##### SUPPLIED RECORDS

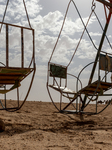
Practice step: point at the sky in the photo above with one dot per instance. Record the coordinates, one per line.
(46, 17)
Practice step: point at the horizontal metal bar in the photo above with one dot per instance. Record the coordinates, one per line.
(16, 26)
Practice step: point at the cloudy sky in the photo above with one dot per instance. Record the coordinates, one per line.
(46, 17)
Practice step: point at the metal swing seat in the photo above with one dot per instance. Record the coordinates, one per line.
(81, 98)
(11, 77)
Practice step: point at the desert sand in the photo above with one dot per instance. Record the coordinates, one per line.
(38, 126)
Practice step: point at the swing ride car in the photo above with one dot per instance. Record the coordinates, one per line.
(79, 100)
(12, 76)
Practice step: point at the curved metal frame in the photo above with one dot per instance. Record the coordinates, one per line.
(32, 62)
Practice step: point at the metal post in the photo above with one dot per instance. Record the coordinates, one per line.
(97, 56)
(22, 49)
(7, 47)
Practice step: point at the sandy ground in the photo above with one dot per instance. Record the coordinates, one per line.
(38, 126)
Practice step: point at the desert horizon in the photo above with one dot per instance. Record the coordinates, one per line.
(39, 126)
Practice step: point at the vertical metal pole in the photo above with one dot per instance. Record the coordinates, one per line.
(97, 56)
(7, 47)
(5, 97)
(18, 96)
(22, 49)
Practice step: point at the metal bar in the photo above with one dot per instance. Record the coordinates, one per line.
(97, 56)
(7, 47)
(16, 25)
(105, 3)
(18, 96)
(22, 49)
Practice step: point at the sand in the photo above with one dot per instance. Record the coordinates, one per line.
(38, 126)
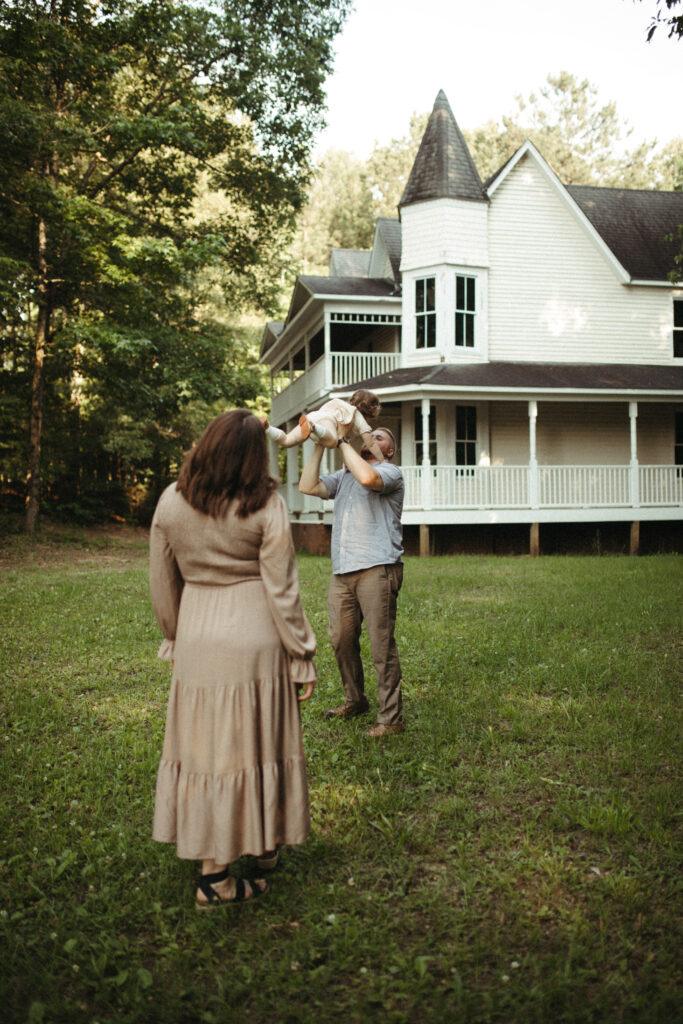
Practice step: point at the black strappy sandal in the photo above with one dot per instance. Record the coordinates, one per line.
(213, 900)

##########

§ TRY IT: Excluding the pictures, reproduce every entry exactly as given.

§ TASK SOLUTION:
Practice step: point at the sky in the photo above with one dot per instance. Record the coordinates, one per line.
(46, 17)
Practice step: point at the horizontal metal bar in the photo above with one dot per instance. Record the coordinates, one per line.
(16, 26)
Practice step: point at the cloudy sky in the photo above with one dot per instance. Record the coordinates, one per line.
(46, 17)
Practice step: point at the metal swing seat in the photo above with one dot per instance. Record the coordinates, one per line.
(81, 98)
(11, 77)
Practice step: point at the desert sand in the photo above with one dot per instance. Record the coordinates, one per line.
(38, 126)
Practice step: point at the swing ride car in the photo above with one dot per instance. Record the coordinates, one per line.
(79, 100)
(12, 76)
Practice step: point at the curved metal frame in the photo above with one dot per instance. Record the coordinates, one per line.
(32, 62)
Practice step: point at the metal post in the photo above with one dot per instance. Record the coordinates, one per line.
(97, 56)
(22, 49)
(7, 47)
Practice step: point at the sandy ground in the photo above with one dot per instance. Record the coordinates, one per line.
(38, 126)
Practice step: point at the desert horizon in the photo above with one dot per instance. Record the coordinates, one per line.
(39, 126)
Practice step: point at the vertical metal pole in the photo above with one dot per instance. Record the coordinates, one per line.
(97, 56)
(7, 47)
(5, 97)
(18, 96)
(22, 49)
Practice step: point at the metal bar in the photo above with one dot per instance. Record the coordinates, one per line.
(97, 56)
(7, 47)
(16, 25)
(105, 3)
(18, 96)
(22, 49)
Practice step: point at the sand in the photo above with one dot per instance. Record the coordinates, one per line.
(38, 126)
Practice step: point at the black strappy sandal in the photo above with one dot per instance. Record the coordinates, one per line.
(213, 900)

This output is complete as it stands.